Short task. Could you update the records starting at the line that contains "of the tail?" and ending at the end of the records, swapping "bounding box" for "enclosing box" and leaving everything else as it is?

(Data items)
-----
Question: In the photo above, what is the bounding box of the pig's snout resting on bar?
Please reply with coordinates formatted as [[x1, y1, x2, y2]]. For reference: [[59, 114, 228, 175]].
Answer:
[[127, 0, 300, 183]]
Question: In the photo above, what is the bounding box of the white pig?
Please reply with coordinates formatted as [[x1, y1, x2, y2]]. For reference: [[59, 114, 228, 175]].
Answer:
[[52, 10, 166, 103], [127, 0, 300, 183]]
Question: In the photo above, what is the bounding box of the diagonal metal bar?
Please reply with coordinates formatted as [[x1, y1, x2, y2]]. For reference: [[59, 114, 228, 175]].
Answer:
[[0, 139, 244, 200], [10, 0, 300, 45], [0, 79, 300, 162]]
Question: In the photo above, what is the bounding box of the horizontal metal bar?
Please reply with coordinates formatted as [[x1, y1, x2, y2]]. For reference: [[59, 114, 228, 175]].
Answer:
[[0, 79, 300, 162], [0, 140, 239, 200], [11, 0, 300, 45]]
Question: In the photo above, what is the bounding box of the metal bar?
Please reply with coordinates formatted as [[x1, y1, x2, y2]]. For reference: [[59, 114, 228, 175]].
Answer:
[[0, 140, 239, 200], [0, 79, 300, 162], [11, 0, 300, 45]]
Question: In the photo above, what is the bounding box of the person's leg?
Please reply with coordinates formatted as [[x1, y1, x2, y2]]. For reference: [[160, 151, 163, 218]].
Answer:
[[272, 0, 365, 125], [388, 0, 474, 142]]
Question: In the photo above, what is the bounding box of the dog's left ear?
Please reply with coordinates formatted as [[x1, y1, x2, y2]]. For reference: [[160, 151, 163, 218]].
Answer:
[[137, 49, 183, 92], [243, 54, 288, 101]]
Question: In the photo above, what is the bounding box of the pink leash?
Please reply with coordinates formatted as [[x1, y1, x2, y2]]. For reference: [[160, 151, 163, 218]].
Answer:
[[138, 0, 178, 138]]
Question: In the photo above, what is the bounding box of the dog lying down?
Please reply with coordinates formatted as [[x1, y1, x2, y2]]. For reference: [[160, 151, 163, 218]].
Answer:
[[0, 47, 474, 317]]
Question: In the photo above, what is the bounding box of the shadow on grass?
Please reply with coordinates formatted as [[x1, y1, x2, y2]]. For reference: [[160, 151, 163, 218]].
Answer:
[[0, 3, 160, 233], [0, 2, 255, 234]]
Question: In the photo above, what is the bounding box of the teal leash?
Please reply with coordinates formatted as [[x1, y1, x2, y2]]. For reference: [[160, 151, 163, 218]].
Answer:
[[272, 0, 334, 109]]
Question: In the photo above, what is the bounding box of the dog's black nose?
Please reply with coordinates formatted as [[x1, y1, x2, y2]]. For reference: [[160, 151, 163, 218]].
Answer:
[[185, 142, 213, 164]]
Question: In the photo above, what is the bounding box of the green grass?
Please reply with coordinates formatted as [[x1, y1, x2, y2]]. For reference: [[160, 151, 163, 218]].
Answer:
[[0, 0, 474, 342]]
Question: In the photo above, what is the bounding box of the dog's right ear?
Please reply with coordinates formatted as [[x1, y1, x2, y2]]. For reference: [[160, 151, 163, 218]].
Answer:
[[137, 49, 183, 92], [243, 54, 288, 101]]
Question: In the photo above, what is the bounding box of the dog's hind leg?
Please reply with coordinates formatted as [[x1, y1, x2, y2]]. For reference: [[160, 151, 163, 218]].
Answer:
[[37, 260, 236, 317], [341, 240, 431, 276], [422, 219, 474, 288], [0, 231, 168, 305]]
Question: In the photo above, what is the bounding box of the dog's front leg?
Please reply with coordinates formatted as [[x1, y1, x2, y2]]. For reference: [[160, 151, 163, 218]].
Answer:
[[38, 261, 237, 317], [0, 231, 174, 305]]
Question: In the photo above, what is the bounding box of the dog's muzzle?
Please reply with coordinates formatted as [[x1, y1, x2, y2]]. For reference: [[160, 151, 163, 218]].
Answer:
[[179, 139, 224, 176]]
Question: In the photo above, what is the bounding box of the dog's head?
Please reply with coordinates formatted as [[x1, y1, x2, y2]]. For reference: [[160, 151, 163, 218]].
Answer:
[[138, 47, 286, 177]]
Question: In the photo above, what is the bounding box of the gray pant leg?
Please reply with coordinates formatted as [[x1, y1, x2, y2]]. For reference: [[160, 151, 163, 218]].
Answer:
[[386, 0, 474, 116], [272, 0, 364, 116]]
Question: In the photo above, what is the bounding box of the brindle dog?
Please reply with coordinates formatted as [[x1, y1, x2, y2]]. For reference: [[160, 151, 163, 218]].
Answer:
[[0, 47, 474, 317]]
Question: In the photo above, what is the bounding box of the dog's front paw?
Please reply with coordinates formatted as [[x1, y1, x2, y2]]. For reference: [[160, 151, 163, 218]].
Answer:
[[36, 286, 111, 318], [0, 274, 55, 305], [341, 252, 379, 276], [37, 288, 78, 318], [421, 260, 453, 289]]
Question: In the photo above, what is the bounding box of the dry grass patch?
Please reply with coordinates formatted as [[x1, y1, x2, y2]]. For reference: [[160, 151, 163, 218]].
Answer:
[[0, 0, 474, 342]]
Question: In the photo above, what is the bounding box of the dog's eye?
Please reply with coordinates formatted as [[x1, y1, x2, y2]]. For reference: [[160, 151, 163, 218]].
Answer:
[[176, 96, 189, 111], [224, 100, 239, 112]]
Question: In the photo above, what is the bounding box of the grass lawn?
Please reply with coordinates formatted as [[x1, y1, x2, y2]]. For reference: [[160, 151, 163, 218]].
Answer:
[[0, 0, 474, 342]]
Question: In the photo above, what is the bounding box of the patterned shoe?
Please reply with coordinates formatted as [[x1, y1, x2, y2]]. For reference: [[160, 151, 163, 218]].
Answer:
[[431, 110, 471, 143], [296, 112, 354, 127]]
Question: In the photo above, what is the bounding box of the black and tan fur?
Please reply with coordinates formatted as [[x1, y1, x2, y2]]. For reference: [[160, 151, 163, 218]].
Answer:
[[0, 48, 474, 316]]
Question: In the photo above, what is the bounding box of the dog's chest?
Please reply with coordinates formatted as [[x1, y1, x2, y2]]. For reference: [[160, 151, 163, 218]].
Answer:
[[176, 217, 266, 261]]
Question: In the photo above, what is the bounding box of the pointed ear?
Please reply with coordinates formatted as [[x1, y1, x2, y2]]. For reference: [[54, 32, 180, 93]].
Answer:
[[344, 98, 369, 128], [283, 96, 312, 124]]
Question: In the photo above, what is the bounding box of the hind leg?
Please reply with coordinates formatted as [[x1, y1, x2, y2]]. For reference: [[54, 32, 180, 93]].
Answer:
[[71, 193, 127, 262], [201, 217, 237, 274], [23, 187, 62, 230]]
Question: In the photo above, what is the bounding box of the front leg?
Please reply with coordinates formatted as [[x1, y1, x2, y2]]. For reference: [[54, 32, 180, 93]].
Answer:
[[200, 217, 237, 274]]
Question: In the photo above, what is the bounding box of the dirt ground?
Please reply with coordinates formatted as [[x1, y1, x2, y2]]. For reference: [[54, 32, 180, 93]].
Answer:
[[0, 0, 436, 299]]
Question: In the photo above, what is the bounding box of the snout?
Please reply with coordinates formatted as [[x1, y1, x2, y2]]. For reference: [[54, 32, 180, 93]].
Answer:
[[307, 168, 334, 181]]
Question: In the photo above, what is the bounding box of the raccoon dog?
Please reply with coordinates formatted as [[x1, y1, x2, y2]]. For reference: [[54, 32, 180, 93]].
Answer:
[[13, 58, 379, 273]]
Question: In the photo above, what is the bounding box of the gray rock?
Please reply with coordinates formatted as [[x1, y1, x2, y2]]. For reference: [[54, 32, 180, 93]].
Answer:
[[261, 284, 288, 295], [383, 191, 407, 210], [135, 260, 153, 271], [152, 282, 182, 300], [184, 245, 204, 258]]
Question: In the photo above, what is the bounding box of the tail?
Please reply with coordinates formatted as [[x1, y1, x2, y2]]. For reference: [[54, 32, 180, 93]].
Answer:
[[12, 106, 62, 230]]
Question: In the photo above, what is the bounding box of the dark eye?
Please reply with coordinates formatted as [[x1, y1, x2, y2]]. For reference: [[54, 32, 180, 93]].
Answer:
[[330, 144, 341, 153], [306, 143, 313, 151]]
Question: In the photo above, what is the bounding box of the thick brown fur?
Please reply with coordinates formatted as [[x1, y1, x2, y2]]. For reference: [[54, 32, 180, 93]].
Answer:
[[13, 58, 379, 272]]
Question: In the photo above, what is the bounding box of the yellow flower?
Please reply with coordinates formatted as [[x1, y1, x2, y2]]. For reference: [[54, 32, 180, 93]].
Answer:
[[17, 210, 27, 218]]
-----
Exercise response.
Question: In the photo above, what is the enclosing box of the tail?
Please reply with coordinates formatted as [[x1, y1, x2, y2]]. For reference: [[54, 32, 180, 93]].
Answer:
[[12, 106, 62, 230]]
Question: In the photo above, what is the enclosing box of the dark eye?
Please reply with coordinates formatted as [[x1, y1, x2, y2]]. For reference: [[54, 32, 180, 93]].
Answer:
[[330, 144, 341, 153], [306, 143, 313, 151]]
Question: In the photo above, what is the enclosing box of the thick brown fur?
Please reply with coordinates formatted as [[x1, y1, x2, y2]]. For reference: [[54, 32, 180, 93]].
Answer:
[[13, 58, 379, 272]]
Question: In the photo above, what is the enclosing box of the yellow flower?
Please reply with coordinates formatted as [[x1, y1, x2, y2]]. For reference: [[54, 32, 180, 93]].
Answer:
[[17, 210, 27, 218]]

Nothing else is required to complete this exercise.